Listed records:
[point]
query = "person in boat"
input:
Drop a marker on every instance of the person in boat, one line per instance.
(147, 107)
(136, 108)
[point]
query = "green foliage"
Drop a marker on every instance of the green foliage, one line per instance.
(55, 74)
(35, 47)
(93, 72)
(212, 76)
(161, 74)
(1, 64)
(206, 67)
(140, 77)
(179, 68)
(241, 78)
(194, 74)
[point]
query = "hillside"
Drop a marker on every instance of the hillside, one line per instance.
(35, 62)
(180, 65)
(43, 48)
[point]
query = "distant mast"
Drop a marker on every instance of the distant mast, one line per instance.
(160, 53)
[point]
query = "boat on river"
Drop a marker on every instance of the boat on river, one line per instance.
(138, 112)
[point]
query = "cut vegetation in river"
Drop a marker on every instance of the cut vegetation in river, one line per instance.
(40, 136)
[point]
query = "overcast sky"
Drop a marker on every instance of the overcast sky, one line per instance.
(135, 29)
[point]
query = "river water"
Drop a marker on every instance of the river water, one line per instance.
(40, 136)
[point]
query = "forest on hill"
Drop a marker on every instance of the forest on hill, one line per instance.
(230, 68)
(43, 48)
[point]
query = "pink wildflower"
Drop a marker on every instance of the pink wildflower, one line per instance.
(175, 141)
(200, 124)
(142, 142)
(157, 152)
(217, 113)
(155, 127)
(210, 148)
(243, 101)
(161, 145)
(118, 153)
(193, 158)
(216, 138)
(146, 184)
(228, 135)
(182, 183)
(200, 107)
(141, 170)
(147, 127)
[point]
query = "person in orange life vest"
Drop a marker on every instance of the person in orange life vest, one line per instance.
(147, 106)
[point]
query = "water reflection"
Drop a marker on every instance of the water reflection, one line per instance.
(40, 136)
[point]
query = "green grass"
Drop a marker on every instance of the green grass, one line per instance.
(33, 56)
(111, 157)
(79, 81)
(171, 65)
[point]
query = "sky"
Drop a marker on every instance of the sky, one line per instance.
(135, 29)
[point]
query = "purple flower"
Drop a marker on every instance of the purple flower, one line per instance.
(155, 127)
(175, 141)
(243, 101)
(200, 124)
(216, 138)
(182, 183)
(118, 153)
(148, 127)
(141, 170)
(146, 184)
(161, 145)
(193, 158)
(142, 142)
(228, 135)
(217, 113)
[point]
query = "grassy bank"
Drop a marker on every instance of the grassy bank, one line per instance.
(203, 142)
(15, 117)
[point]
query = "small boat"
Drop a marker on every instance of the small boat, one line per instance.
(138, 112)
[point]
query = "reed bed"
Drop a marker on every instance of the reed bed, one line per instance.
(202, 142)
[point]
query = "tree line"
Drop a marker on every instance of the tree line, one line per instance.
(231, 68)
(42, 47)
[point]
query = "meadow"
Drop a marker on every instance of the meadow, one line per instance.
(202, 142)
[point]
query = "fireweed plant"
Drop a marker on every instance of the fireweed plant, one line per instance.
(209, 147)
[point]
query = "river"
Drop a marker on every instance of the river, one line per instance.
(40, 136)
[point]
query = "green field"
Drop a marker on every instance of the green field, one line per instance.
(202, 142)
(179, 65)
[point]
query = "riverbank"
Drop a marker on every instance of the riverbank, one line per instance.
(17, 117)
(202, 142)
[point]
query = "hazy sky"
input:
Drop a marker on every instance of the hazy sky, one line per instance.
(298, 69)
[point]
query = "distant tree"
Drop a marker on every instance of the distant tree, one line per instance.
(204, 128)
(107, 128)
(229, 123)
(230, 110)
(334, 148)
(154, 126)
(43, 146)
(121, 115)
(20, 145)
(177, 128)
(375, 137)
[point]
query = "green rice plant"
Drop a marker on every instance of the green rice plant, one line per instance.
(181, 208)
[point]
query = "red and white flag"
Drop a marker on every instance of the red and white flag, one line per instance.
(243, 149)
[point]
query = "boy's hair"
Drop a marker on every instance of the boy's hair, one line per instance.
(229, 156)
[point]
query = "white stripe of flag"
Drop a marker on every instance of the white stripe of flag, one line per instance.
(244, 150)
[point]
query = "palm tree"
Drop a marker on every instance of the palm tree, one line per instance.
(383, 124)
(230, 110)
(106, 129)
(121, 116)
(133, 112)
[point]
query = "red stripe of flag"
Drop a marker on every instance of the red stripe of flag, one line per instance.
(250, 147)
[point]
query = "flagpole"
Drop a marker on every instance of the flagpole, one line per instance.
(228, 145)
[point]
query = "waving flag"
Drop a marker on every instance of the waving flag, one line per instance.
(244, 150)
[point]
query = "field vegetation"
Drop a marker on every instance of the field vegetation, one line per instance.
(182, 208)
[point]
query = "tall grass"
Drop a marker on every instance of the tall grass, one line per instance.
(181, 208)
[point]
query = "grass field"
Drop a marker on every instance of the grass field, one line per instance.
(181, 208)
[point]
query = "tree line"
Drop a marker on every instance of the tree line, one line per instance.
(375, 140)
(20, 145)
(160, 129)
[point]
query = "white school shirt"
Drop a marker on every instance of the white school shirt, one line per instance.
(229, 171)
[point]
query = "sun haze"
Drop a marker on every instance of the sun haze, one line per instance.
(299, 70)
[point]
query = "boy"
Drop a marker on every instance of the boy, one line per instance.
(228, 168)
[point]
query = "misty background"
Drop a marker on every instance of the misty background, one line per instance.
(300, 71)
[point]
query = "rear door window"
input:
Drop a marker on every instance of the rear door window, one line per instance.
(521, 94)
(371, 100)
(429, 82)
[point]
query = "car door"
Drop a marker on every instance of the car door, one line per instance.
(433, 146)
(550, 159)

Exercise instructions: Produce an exact copy of all the records.

Correct answer:
[point]
query = "person in boat"
input:
Drop a marker on every instance of the person in boat, one line per instance.
(147, 107)
(136, 108)
[point]
query = "green foliage"
Drop a marker on every instance of the green foliage, one line per instance.
(55, 74)
(35, 47)
(93, 72)
(212, 76)
(161, 74)
(1, 64)
(206, 67)
(140, 77)
(179, 68)
(241, 78)
(194, 74)
[point]
query = "hillside"
Drop a marker on every instance of the hillside, one line per instance.
(35, 62)
(180, 65)
(43, 48)
[point]
query = "distant mast"
Drop a marker on every instance of the distant mast, one line per instance.
(160, 53)
[point]
query = "boat on river"
Drop a marker on every instance of the boat on river, one line per instance.
(138, 112)
[point]
query = "cut vegetation in river"
Drop a marker on every instance of the cut vegetation in river, one line per instance.
(40, 136)
[point]
query = "overcast sky"
Drop a marker on every instance of the overcast sky, one line per instance.
(135, 29)
[point]
query = "river water"
Drop a marker on every instance of the river water, one line per instance.
(40, 136)
[point]
query = "forest on hill"
Drop a marker on every instance of the forest on hill, one line per instance.
(230, 68)
(43, 48)
[point]
query = "pink wildflower"
Drop a marker on every instance of the pink wildflower, one line per instance.
(175, 141)
(200, 124)
(142, 142)
(157, 152)
(217, 113)
(155, 127)
(210, 148)
(243, 101)
(161, 145)
(118, 153)
(193, 158)
(216, 138)
(146, 184)
(228, 135)
(182, 183)
(200, 107)
(141, 170)
(147, 127)
[point]
query = "person in orange life vest"
Drop a marker on every instance of the person in orange life vest, one line per instance.
(147, 106)
[point]
query = "water reflection"
Drop a marker on every instance of the water reflection, one line per instance.
(40, 136)
[point]
query = "green grass"
Drop a marker on every instance of the green grass, one line per instance.
(33, 56)
(111, 157)
(79, 81)
(171, 65)
[point]
query = "sky"
Drop a marker on every instance of the sky, one line per instance.
(135, 29)
[point]
query = "purple flower"
Drop a marker on every instance of the purple flower, one line per instance.
(155, 127)
(175, 141)
(243, 101)
(200, 124)
(216, 138)
(182, 183)
(118, 153)
(148, 127)
(141, 170)
(146, 184)
(161, 145)
(193, 158)
(142, 142)
(228, 135)
(217, 113)
[point]
query = "grassy bank"
Drop a marker on every instance of the grassy bank, one line per instance.
(203, 142)
(15, 117)
[point]
query = "small boat"
Drop a marker on every instance of the small boat, one line per instance.
(138, 112)
[point]
query = "reed bed"
Drop a marker on every instance of the reed bed, one line per instance.
(202, 142)
[point]
query = "tree line"
Drop a marker on every instance of the tree line, one line per instance.
(231, 68)
(42, 47)
[point]
query = "meadow"
Drop a marker on every instance of the meadow, one line per instance.
(202, 142)
[point]
query = "fireweed plant"
Drop a marker on every instance of the fireweed plant, one line per instance.
(209, 147)
[point]
query = "river"
Drop a marker on every instance of the river, one line per instance.
(40, 136)
[point]
query = "green field"
Drop a marker on every instance of the green field, one line per instance.
(202, 142)
(179, 65)
[point]
query = "riverbank"
Drop a marker on every instance of the riverbank, one line per instance.
(17, 117)
(202, 142)
[point]
query = "hazy sky"
input:
Drop a marker on every instance of the hazy sky, one line per instance.
(298, 69)
[point]
query = "distant tree"
Drop a marker on every instance of the distant tree, one line per instance.
(204, 128)
(107, 128)
(229, 123)
(230, 110)
(334, 148)
(154, 126)
(43, 146)
(121, 115)
(20, 145)
(177, 128)
(375, 137)
[point]
query = "green rice plant"
Drop a marker on every instance of the green rice plant, one line per instance.
(181, 208)
[point]
query = "red and white flag"
Drop a marker on every instance of the red and white flag, one line per instance.
(243, 149)
[point]
query = "boy's hair"
Drop a marker on every instance of the boy's hair, one line per instance.
(229, 156)
[point]
query = "white stripe of flag"
Drop a marker on every instance of the white stripe of flag, one line per instance.
(244, 150)
[point]
query = "palm tree"
Drop a marker on every instance of the palm tree, one line per instance.
(383, 124)
(230, 110)
(106, 129)
(121, 116)
(133, 112)
[point]
query = "red stripe of flag"
Drop a marker on every instance of the red stripe of flag, one line per instance.
(250, 147)
[point]
query = "flagpole"
Drop a marker on every instance of the flagpole, one line per instance.
(228, 145)
[point]
query = "waving flag"
Drop a marker on every instance of the waving flag, one line per instance.
(244, 150)
[point]
query = "field vegetation"
Drop a marker on every instance of the field vegetation, one line per instance.
(182, 208)
[point]
query = "tall grass"
Drop a marker on every instance of the tall grass, one line per instance.
(181, 208)
[point]
query = "grass field"
Drop a marker on every instance of the grass field, one line per instance.
(181, 208)
[point]
query = "tree line"
Drop a marker on every instance of the tree line, one line per instance.
(375, 140)
(20, 145)
(160, 129)
[point]
query = "white school shirt"
Drop a marker on every instance of the white school shirt, one line per instance.
(229, 171)
[point]
query = "sun haze"
Drop a marker on every instance of the sun haze, one line per instance.
(299, 70)
[point]
query = "boy"
Drop a marker on every instance of the boy, one line per instance.
(228, 168)
[point]
query = "misty background"
Drop a marker on every instance of the misty background, one line per instance.
(300, 71)
[point]
query = "rear door window"
input:
Drop a marker on every instance of the rear door window, one line per instance.
(521, 94)
(371, 100)
(429, 82)
[point]
query = "car door"
Drop a marker on every instance of the car door, one line per instance.
(433, 146)
(550, 159)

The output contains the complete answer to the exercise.